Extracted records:
* START *
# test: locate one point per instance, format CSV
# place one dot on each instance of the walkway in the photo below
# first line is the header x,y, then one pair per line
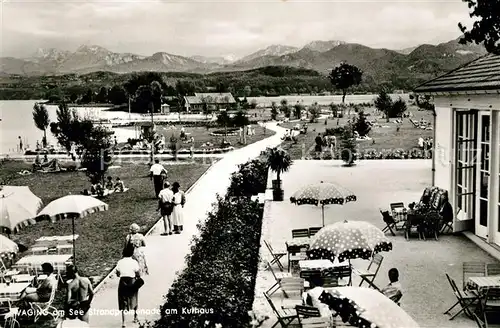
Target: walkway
x,y
166,254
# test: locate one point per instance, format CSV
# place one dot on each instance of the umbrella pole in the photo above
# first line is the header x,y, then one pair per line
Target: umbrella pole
x,y
323,214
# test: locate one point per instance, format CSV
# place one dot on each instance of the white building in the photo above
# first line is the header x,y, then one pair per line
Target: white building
x,y
467,144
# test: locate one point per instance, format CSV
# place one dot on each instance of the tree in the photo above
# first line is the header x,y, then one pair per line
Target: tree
x,y
361,125
274,111
348,145
383,103
42,121
297,110
398,108
314,112
486,28
345,76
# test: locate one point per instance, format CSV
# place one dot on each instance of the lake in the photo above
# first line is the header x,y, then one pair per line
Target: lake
x,y
17,118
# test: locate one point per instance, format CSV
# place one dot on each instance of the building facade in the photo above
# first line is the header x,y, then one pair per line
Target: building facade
* END *
— Problem requirements —
Could you lay out every one of the lines above as a numbered list, skipping any blank lines and leaving the pictures out?

— Written response —
1. # test: locate one point per instance, format CSV
2. # place one dot on each instance of the walkway in the photo below
3. # first line is the header x,y, then one pair per line
4. Target: walkway
5. x,y
6. 166,254
7. # test: locate one point per instance, format CSV
8. # place one dot on each instance of the umbrella pole in the photo above
9. # first line is the header x,y, then one pair per line
10. Target: umbrella pole
11. x,y
12. 323,214
13. # test: locate one point per instance, format CSV
14. # place one dot on each instance of the white building in the photo above
15. # first line is the header x,y, then one pair per line
16. Target: white building
17. x,y
18. 467,144
19. # test: locate one point per instance, format CSV
20. # place one dot on each instance of the tree in the photo above
21. # first line is the header x,y, then one pair per line
22. Target: tree
23. x,y
24. 361,125
25. 274,111
26. 348,145
27. 383,103
28. 42,121
29. 297,110
30. 398,108
31. 314,112
32. 486,28
33. 345,76
34. # test: locate one point per instance, format CSV
35. # place one dot on each instance of the lake in the photo above
36. # first line is the header x,y, then one pair per line
37. Target: lake
38. x,y
39. 17,118
40. # test: locate one point per instance, format CSV
41. # place one dot on each instance of the building facade in the photo above
42. # first line is the header x,y, then one pair per line
43. Target: building facade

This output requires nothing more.